(Location labeling records)
** START **
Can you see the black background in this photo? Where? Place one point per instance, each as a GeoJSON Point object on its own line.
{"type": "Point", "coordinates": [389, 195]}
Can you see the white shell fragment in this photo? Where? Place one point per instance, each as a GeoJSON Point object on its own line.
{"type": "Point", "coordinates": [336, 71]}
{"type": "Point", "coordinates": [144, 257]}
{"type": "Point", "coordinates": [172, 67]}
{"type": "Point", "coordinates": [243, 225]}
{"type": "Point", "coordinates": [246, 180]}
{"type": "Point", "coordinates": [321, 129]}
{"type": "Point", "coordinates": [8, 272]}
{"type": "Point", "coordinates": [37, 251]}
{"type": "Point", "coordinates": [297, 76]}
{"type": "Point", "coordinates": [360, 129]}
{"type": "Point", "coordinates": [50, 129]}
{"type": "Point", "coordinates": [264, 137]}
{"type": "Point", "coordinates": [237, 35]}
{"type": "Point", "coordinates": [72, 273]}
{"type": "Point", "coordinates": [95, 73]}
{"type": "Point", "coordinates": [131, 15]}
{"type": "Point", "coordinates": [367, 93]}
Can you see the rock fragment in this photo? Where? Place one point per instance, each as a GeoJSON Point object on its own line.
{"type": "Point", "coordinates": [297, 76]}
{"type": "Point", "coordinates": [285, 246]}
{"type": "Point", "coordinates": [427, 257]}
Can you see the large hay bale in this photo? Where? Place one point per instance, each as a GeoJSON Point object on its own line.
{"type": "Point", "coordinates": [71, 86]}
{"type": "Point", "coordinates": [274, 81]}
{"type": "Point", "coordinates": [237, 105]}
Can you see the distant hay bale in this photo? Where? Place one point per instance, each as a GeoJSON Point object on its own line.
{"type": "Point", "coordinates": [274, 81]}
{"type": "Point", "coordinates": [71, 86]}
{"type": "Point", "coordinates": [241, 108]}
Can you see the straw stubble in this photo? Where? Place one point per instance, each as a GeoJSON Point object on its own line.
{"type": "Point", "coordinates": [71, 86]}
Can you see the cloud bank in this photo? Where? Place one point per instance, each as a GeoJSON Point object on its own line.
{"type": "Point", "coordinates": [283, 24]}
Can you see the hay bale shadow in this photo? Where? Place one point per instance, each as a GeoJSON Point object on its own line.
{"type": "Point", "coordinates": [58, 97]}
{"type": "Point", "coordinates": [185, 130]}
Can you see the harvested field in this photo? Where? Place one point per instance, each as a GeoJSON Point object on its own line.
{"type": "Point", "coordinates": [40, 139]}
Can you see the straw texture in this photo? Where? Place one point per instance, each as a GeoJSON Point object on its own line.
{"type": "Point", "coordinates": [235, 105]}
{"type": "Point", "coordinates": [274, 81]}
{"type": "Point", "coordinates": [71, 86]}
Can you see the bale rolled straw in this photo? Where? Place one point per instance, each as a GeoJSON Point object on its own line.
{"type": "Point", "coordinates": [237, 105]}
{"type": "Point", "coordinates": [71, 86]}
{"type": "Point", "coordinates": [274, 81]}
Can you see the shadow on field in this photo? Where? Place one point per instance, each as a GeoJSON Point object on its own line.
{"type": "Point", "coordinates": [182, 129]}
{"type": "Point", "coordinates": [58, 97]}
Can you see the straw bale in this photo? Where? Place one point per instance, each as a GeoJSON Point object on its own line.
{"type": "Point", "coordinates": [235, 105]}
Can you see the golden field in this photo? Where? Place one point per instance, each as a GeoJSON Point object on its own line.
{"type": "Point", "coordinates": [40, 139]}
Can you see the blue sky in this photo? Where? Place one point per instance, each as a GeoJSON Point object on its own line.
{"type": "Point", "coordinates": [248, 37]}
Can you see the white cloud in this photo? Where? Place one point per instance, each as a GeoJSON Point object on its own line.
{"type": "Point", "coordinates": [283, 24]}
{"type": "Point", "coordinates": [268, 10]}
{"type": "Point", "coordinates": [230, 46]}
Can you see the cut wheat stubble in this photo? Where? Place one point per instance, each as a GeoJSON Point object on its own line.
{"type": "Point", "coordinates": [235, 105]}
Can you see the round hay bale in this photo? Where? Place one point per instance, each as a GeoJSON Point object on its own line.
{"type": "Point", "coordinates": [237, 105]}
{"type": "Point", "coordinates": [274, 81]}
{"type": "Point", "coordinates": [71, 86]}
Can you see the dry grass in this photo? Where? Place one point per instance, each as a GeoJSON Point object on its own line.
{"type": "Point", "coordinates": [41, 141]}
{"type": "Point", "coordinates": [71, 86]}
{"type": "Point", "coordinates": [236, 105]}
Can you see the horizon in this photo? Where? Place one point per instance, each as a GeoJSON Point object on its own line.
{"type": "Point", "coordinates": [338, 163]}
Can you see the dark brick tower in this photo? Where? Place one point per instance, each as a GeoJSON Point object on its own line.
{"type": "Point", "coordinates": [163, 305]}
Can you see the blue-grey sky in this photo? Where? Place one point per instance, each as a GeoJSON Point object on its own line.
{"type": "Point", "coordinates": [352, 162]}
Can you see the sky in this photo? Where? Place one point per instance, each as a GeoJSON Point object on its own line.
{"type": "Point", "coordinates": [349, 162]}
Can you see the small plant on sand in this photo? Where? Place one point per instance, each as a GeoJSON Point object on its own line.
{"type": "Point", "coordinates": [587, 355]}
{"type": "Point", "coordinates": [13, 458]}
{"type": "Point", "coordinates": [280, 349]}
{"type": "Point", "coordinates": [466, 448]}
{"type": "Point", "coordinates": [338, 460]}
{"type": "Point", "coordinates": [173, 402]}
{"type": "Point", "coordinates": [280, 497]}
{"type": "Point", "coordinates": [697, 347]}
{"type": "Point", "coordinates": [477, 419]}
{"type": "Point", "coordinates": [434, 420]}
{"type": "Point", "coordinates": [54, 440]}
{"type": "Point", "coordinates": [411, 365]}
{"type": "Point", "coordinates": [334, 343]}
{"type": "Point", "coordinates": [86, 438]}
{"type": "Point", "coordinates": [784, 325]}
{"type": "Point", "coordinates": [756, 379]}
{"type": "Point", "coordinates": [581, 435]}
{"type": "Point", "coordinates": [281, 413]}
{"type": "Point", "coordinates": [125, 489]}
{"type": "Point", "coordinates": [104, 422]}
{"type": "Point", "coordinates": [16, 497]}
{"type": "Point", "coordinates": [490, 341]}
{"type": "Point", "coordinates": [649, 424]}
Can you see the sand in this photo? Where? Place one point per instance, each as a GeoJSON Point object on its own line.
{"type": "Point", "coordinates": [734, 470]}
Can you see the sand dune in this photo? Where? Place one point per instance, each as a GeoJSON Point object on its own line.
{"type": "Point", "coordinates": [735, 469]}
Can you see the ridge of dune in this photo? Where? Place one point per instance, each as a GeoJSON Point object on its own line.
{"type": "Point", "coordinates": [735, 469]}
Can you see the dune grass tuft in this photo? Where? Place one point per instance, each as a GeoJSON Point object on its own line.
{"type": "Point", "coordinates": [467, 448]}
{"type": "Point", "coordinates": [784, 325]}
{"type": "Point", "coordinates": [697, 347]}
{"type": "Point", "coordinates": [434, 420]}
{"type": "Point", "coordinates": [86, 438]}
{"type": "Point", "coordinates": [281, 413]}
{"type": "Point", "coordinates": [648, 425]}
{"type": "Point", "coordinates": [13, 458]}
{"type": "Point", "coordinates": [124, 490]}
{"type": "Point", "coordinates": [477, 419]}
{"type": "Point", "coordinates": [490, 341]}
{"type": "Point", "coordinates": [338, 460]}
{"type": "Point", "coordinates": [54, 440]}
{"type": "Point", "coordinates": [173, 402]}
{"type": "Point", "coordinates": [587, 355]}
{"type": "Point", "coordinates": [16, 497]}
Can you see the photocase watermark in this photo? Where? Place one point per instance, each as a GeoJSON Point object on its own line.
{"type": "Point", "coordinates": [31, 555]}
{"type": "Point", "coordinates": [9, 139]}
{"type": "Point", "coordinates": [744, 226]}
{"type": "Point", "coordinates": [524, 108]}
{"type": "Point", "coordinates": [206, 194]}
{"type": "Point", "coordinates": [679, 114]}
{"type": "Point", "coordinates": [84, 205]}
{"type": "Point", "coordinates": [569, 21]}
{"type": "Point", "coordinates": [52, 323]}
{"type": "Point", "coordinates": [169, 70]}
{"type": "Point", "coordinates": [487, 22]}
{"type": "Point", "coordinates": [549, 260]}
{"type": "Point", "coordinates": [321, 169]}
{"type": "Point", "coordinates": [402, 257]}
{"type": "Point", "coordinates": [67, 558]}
** END **
▸ **Request**
Copy exactly, and only, the lines from the one containing "Can you see the sand dune" through the last line of the listing.

▸ **Result below**
Can you see the sand dune in this photo? Where? Place one point per instance, each as a GeoJSON Point object on its own line.
{"type": "Point", "coordinates": [735, 469]}
Can you see the ridge of dune in this photo? Where? Place one point per instance, each as a GeoJSON Point object on its own line.
{"type": "Point", "coordinates": [735, 469]}
Can you see the dune grass tuft in this photo? Where? Place one point per instance, each as a GeoJSON Point object on its own line.
{"type": "Point", "coordinates": [467, 448]}
{"type": "Point", "coordinates": [784, 325]}
{"type": "Point", "coordinates": [697, 347]}
{"type": "Point", "coordinates": [434, 420]}
{"type": "Point", "coordinates": [86, 438]}
{"type": "Point", "coordinates": [281, 413]}
{"type": "Point", "coordinates": [648, 425]}
{"type": "Point", "coordinates": [13, 458]}
{"type": "Point", "coordinates": [124, 490]}
{"type": "Point", "coordinates": [477, 419]}
{"type": "Point", "coordinates": [490, 341]}
{"type": "Point", "coordinates": [338, 460]}
{"type": "Point", "coordinates": [54, 440]}
{"type": "Point", "coordinates": [173, 402]}
{"type": "Point", "coordinates": [587, 355]}
{"type": "Point", "coordinates": [16, 497]}
Can you see the photocase watermark in this photo? Where? Place one point per instance, each as a GeoJSON Point object on its own line.
{"type": "Point", "coordinates": [31, 555]}
{"type": "Point", "coordinates": [9, 139]}
{"type": "Point", "coordinates": [744, 226]}
{"type": "Point", "coordinates": [524, 108]}
{"type": "Point", "coordinates": [206, 194]}
{"type": "Point", "coordinates": [679, 114]}
{"type": "Point", "coordinates": [84, 205]}
{"type": "Point", "coordinates": [569, 21]}
{"type": "Point", "coordinates": [52, 323]}
{"type": "Point", "coordinates": [169, 70]}
{"type": "Point", "coordinates": [487, 22]}
{"type": "Point", "coordinates": [549, 260]}
{"type": "Point", "coordinates": [321, 169]}
{"type": "Point", "coordinates": [402, 257]}
{"type": "Point", "coordinates": [67, 558]}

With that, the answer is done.